▶ _Provided text_:

--------------------------------

New Zealand Credit Law Bulletin - Vol 7, No 5, July 2007
A free, plain English review of recent law and items of interest for creditors, produced by Hattaway & Associates Ltd, Credit Consultants. To subscribe send a blank email to: nz-bulletin-join@mailman.hattaways.com
Plain language disclaimer:
This bulletin is not legal advice. Do not make decisions on legal matters based on a brief commentary. Instead, get professional legal advice.
In this issue:
- Court of Appeal on PPSA - is an unsigned security agreement valid against liquidators?
Creditor succeeds, but a lesson to others about the need to get agreements signed - How do you enforce an NZ judgment in Australia?
Drama as the six-year deadline for registering an overseas judgment looms - Supreme Court on the right of MSD to recover overpaid benefits
A win for commonsense (as the debtor attempts to appeal a 5th time) - Registration of financial service providers
No bankrupts need apply - New disputes resolution process coming for the financial sector
Decisions to be binding on lenders but not on borrowers - Licensing for Non-Bank Deposit Takers (NBDTs)
More regulation for financiers
1. Court of Appeal on PPSA - is an unsigned security agreement valid against liquidators?
Dunphy and anor v Sleepyhead Manufacturing Company Limited [2007] NZCA 241 (14 June 2007)
Sleepyhead Manufacturing Company Ltd supplied beds to King Robb Ltd. Sleepyhead's terms were that it retained title until paid, and that it had a security interest in the goods in terms of the PPSA. The terms were set out in their invoices.
King Robb never signed the standard security agreement provided to it by Sleepyhead. Sleepyhead did, however, register a financing statement on the Personal Property Securities Register.
King Robb went into liquidation. At the time, there was $22,979 worth of Sleepyhead stock in its possession which hadn't been paid for. Sleepyhead asked the liquidators, Dunphy and Shephard, for its goods back. The liquidators refused to give it back, and instead, sold it.
Under section 36(1) of the PPSA, to be enforceable against a "third party" Sleepyhead's security agreement had to be in Sleepyhead's possession or "signed, or ... assented to by letter, telegram, cable, telex message, facsimile, electronic mail, or other similar means of communication". The liquidators said they were "a third party". Sleepyhead said they weren't.

--------------------------------

▶ _Dataset records_:

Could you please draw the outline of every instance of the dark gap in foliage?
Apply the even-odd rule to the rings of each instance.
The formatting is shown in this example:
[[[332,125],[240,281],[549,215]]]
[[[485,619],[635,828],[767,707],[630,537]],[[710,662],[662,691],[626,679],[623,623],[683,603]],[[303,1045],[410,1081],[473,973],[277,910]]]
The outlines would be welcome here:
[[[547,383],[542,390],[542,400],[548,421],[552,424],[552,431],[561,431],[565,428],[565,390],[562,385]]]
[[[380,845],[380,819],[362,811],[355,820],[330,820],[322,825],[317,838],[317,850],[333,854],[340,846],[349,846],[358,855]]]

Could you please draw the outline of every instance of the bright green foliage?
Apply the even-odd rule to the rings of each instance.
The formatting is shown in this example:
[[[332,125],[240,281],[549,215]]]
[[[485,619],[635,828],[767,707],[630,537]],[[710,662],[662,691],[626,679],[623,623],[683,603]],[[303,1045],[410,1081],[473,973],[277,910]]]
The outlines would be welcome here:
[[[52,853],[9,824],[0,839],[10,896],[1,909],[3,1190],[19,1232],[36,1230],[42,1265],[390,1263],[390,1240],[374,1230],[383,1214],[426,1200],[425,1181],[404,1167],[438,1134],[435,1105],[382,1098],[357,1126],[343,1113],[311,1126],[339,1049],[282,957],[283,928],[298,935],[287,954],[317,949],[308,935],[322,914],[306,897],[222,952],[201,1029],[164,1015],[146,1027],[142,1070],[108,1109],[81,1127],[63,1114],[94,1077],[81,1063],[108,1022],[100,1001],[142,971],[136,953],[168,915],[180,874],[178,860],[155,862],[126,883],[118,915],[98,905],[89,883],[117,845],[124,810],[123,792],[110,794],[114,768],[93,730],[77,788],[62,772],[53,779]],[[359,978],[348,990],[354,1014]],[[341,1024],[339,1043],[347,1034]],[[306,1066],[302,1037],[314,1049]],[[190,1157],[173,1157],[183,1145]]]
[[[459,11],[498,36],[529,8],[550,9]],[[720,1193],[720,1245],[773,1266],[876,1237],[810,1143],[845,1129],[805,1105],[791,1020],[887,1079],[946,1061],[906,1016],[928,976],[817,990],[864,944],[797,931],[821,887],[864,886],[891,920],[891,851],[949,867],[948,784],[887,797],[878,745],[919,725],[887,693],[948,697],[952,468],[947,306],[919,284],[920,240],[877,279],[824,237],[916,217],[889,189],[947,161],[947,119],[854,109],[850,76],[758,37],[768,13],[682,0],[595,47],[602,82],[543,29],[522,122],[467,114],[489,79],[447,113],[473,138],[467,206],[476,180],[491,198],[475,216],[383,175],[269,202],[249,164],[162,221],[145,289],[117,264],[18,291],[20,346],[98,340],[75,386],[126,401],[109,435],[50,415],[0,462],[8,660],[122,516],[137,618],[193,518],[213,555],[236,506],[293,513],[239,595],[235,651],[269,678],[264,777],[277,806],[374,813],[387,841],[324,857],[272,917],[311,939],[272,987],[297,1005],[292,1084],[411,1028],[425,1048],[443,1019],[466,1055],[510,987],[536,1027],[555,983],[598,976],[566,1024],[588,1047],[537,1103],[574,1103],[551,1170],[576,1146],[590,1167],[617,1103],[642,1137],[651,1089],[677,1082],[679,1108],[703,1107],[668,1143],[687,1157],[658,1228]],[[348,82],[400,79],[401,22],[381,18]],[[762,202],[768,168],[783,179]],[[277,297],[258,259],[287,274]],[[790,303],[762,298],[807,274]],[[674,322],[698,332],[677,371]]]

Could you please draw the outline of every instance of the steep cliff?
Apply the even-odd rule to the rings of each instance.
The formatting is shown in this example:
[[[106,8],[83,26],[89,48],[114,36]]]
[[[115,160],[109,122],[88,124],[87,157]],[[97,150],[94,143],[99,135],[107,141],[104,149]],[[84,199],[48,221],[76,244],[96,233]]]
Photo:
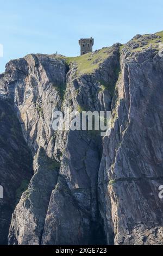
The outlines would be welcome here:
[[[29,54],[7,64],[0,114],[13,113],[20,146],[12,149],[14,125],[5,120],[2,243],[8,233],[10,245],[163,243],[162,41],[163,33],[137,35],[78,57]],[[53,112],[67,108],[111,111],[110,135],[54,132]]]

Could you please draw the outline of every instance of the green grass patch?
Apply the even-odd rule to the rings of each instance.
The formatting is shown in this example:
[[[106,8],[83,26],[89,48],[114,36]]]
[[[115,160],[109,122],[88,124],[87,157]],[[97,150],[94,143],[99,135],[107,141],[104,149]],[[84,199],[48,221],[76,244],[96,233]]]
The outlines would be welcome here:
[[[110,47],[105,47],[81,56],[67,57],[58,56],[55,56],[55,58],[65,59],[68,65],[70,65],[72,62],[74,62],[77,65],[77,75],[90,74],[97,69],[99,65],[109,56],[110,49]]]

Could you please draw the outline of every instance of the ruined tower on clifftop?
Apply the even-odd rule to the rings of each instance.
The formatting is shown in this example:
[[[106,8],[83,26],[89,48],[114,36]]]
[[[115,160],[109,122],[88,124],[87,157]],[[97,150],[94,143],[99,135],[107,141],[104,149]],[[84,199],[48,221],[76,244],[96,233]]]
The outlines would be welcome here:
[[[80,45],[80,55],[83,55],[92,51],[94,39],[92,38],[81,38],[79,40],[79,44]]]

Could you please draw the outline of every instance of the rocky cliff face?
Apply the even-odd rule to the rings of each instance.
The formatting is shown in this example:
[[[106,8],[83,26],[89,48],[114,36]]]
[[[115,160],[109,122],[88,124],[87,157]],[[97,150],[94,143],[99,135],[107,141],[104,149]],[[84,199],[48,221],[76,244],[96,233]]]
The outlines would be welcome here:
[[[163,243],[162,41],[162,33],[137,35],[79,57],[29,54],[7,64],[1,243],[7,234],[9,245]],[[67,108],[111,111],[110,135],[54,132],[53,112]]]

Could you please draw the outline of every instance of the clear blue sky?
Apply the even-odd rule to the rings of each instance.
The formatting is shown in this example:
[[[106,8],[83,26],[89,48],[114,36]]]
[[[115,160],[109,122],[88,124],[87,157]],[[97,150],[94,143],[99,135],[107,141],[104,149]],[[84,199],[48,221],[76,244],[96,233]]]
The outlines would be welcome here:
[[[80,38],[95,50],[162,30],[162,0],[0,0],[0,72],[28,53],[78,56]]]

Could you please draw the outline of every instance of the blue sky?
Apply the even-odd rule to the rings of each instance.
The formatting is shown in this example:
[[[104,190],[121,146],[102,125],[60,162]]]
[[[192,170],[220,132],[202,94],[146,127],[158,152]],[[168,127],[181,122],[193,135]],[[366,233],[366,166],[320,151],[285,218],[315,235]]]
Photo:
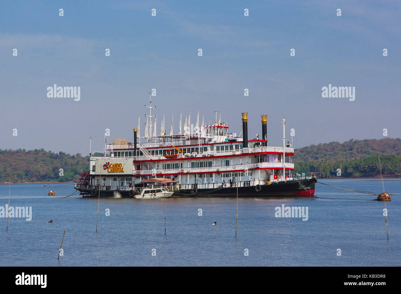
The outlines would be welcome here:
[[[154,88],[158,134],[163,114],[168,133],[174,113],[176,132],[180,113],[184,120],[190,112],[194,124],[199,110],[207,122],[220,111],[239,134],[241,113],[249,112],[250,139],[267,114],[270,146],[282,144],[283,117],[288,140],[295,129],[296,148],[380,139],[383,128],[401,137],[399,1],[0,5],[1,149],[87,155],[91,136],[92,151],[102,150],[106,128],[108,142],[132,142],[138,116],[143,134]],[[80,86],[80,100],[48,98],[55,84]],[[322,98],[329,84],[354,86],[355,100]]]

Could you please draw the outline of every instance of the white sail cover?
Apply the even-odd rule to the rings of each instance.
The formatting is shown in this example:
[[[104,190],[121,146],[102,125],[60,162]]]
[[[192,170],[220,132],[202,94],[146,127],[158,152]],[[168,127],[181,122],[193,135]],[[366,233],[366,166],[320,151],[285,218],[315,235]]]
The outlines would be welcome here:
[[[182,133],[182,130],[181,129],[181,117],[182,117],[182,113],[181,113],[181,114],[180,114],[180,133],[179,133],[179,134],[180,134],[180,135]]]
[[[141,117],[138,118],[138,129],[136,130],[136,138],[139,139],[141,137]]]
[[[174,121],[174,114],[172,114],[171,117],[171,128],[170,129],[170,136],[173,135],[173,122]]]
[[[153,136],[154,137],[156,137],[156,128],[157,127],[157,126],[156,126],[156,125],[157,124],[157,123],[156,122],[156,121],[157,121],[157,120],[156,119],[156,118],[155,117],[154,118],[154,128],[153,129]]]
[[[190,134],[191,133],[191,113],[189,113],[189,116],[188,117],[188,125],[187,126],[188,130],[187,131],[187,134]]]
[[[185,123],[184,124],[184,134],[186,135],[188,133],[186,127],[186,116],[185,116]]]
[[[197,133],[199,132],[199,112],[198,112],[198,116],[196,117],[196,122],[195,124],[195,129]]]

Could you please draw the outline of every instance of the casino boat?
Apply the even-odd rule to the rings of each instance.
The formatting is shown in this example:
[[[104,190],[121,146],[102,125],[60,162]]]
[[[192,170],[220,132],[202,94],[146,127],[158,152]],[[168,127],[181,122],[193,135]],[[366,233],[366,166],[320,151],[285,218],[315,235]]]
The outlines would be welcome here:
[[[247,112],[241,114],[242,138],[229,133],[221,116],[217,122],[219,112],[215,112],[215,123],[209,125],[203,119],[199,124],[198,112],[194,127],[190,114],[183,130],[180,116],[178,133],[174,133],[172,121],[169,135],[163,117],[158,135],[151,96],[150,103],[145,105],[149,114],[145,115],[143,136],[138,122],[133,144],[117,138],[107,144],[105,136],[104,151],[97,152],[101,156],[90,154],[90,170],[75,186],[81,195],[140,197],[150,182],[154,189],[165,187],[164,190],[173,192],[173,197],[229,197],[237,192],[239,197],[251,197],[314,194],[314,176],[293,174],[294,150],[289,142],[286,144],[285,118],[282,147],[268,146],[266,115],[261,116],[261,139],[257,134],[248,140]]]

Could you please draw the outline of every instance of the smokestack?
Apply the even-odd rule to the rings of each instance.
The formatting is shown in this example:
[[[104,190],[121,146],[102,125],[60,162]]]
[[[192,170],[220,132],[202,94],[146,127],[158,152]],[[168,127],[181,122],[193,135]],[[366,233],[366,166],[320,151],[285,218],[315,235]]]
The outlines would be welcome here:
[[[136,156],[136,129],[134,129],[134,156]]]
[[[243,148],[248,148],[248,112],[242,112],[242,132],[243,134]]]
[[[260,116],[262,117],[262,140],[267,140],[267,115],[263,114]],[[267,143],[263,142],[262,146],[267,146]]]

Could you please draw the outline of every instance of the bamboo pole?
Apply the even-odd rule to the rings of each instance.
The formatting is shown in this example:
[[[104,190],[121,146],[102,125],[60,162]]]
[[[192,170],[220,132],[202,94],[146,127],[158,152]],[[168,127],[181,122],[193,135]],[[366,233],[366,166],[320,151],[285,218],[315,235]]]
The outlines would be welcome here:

--------------------------------

▶ _List of tasks_:
A - Reproduce the credit law bulletin between "Under section 36(1)" and "said they weren't.", inclusive, swapping "liquidators" for "receivers".
B - List every specific means of communication named in the quoted wording of section 36(1) of the PPSA in the credit law bulletin.

▶ _Task solutions_:
A -
Under section 36(1) of the PPSA, to be enforceable against a "third party" Sleepyhead's security agreement had to be in Sleepyhead's possession or "signed, or ... assented to by letter, telegram, cable, telex message, facsimile, electronic mail, or other similar means of communication". The receivers said they were "a third party". Sleepyhead said they weren't.

B -
- letter
- telegram
- cable
- telex message
- facsimile
- electronic mail